• DOCUMENT EXTRACT
○ ○ ○ ○ ○

Date: Fri, 26 Sep 2025 22:37:24 -0600
Subject: [PATCH] entrypoint: derive correct arch list; add user-tunable build
 parallelism; fix Sage flags; first-run installs
MIME-Version: 1.0
Content-Type: text/plain; charset=UTF-8
Content-Transfer-Encoding: 8bit

- Auto-derive TORCH_CUDA_ARCH_LIST from torch device capabilities (unique, sorted, optional +PTX) to cover all charted GPUs:
  Turing 7.5, Ampere 8.0/8.6/8.7, Ada 8.9, Hopper 9.0, and Blackwell 10.0 & 12.0/12.1; add name-based fallbacks for mixed or torch-less scenarios.
- Add user-tunable build parallelism with SAGE_MAX_JOBS (preferred) and MAX_JOBS (alias) that cap PyTorch cpp_extension/ninja -j; fall back to a RAM/CPU heuristic to prevent OOM “Killed” during CUDA/C++ builds.
- Correct Sage flags: SAGE_ATTENTION_AVAILABLE only signals “built/installed,” while FORCE_SAGE_ATTENTION=1 enables Sage at startup; fix logs to reference FORCE_SAGE_ATTENTION.
- Maintain Triton install strategy by GPU generation for compatibility and performance.
- Add first-run dependency installation with COMFY_FORCE_INSTALL override; keep permissions bootstrap and minor logging/URL cleanups.

○ ○ ○ ○ ○

• MATERIAL SUPPLIED
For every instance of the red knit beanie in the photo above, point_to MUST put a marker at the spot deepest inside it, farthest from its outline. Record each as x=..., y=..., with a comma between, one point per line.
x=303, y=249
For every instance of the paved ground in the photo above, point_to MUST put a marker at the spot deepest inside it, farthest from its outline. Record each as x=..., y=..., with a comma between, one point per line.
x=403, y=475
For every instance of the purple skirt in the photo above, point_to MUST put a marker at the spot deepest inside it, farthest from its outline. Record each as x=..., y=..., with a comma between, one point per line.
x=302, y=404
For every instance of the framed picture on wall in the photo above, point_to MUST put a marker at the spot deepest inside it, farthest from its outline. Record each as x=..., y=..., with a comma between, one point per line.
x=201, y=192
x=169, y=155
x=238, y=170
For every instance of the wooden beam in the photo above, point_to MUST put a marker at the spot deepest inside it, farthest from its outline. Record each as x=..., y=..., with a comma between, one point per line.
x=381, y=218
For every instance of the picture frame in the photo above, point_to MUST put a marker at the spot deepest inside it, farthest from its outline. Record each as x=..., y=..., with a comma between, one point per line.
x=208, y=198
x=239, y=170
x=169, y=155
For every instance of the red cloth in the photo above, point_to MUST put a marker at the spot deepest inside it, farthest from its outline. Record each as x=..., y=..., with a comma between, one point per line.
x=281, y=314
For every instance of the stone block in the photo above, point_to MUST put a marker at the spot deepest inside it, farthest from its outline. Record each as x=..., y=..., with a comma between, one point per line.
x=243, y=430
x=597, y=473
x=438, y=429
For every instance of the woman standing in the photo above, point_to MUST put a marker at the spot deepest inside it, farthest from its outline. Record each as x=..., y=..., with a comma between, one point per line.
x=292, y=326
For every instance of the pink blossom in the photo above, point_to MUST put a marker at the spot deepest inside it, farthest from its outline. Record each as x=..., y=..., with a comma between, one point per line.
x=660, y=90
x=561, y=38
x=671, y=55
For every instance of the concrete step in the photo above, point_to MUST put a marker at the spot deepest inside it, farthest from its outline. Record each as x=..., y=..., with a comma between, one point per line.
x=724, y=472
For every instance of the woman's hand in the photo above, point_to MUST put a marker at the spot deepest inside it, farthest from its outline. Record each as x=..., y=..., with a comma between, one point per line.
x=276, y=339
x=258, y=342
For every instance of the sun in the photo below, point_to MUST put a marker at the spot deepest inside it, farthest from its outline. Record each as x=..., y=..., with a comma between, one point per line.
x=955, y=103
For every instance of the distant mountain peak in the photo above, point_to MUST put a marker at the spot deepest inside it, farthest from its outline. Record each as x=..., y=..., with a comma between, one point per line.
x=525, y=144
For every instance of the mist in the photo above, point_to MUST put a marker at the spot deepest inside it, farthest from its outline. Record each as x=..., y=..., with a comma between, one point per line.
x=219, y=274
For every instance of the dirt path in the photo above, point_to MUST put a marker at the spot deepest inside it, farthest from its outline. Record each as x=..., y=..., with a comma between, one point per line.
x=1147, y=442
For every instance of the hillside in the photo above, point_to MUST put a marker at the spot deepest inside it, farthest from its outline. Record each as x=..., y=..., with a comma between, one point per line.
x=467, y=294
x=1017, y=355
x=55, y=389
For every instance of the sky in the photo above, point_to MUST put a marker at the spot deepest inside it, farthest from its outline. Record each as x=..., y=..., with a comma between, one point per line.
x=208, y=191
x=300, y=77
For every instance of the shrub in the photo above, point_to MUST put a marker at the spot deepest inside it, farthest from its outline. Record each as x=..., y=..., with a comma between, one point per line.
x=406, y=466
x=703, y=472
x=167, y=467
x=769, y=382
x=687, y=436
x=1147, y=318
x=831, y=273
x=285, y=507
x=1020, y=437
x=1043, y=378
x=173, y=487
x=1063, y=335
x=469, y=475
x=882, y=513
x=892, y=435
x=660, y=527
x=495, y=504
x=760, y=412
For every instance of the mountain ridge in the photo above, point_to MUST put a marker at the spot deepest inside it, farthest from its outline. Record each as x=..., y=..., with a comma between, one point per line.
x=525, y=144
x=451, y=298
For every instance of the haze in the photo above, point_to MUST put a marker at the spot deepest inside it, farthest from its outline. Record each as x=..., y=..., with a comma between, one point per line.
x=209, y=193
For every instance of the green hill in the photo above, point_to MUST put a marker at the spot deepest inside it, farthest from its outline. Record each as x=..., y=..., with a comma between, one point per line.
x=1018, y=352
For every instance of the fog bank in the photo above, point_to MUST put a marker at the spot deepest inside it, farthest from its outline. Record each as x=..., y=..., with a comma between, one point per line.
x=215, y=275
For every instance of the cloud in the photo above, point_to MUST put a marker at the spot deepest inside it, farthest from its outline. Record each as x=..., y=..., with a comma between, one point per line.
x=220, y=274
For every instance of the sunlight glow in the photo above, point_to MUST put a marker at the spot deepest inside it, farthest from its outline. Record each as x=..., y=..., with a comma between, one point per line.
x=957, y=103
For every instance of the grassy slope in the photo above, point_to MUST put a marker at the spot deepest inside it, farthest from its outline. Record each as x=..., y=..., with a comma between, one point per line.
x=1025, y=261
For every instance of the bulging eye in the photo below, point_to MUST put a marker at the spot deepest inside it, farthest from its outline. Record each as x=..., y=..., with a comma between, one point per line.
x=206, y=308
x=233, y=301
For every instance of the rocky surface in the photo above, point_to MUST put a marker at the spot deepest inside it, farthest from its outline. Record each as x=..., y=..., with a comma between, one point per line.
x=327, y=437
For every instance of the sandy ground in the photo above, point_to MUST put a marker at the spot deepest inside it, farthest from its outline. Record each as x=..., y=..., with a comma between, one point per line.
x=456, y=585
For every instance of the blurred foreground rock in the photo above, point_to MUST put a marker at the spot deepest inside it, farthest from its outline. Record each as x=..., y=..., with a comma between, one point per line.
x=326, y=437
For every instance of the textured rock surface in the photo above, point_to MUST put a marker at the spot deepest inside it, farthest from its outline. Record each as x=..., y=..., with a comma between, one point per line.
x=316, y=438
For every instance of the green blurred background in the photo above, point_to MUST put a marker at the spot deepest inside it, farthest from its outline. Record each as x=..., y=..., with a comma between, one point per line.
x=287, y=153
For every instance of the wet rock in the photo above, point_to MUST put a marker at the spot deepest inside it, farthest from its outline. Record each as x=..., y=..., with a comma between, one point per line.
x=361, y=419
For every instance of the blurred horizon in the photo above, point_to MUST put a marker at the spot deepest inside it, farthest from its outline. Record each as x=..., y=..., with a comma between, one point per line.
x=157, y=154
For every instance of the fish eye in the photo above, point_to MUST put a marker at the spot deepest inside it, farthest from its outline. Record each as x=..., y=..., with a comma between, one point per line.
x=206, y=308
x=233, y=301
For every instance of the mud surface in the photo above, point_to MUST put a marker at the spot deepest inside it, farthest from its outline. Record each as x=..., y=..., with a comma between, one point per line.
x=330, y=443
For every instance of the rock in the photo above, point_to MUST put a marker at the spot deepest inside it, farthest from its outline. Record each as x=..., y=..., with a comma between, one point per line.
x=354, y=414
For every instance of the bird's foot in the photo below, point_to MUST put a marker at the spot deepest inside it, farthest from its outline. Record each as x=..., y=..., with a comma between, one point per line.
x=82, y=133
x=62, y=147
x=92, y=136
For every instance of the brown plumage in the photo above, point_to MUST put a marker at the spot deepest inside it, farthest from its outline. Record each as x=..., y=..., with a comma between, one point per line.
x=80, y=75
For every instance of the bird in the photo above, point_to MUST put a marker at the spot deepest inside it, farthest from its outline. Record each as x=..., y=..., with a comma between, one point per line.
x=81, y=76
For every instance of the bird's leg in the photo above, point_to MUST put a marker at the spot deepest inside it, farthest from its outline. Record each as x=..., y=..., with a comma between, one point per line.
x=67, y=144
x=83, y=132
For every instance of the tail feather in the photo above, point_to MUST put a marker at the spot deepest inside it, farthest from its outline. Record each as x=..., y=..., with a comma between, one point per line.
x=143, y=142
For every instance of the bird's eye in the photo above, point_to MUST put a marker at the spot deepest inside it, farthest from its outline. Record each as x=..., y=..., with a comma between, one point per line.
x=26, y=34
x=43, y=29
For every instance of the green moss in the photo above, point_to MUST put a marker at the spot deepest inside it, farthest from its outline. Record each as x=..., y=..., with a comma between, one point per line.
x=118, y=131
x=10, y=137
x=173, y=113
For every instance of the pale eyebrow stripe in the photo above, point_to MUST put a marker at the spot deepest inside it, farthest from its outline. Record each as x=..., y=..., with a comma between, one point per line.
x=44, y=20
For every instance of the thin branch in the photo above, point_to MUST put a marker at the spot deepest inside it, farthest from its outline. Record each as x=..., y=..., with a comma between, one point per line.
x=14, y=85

○ ○ ○ ○ ○

• WORK INSTRUCTIONS
Retype the portion of the patch description starting at "- Auto-derive TORCH_CUDA_ARCH_LIST" and ending at "or torch-less scenarios.".

• TASK SOLUTION
- Auto-derive TORCH_CUDA_ARCH_LIST from torch device capabilities (unique, sorted, optional +PTX) to cover all charted GPUs:
  Turing 7.5, Ampere 8.0/8.6/8.7, Ada 8.9, Hopper 9.0, and Blackwell 10.0 & 12.0/12.1; add name-based fallbacks for mixed or torch-less scenarios.